[Stored items]
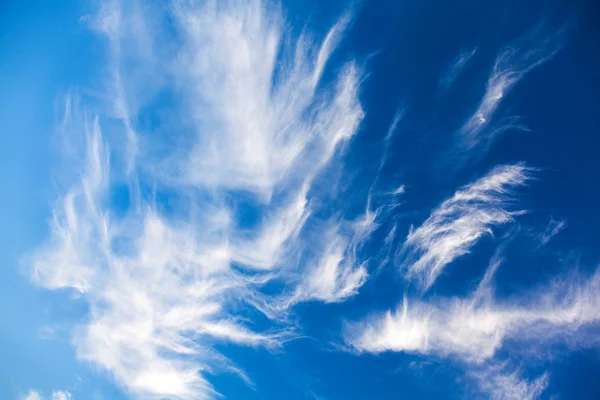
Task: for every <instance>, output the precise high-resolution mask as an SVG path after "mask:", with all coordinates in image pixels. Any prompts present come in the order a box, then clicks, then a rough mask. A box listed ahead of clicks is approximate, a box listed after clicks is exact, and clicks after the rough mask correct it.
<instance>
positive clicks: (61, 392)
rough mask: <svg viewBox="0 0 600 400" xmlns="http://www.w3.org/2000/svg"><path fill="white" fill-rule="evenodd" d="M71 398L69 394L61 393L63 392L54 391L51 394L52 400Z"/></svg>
mask: <svg viewBox="0 0 600 400" xmlns="http://www.w3.org/2000/svg"><path fill="white" fill-rule="evenodd" d="M70 398H71V393H69V392H63V391H60V390H59V391H55V392H52V400H69V399H70Z"/></svg>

> **THE TASK**:
The expected response is every entry above, repeated exactly, pictures removed.

> **THE COMPLETED TASK**:
Task: for every <instance>, output the precise high-resolution mask as an SVG path after "mask:", with all coordinates in image pixels. Any prompts present come in the order a box, then clicks, then a rough mask. A box listed ahead of clicks is approximate, a box listed after clicks is exact, and clicks after the rough mask correct it.
<instance>
positive clicks: (61, 392)
rough mask: <svg viewBox="0 0 600 400" xmlns="http://www.w3.org/2000/svg"><path fill="white" fill-rule="evenodd" d="M71 398L69 394L61 393L63 392L54 391L51 394L52 400Z"/></svg>
mask: <svg viewBox="0 0 600 400" xmlns="http://www.w3.org/2000/svg"><path fill="white" fill-rule="evenodd" d="M70 398H71V393H69V392H63V391H60V390H59V391H55V392H52V400H69V399H70Z"/></svg>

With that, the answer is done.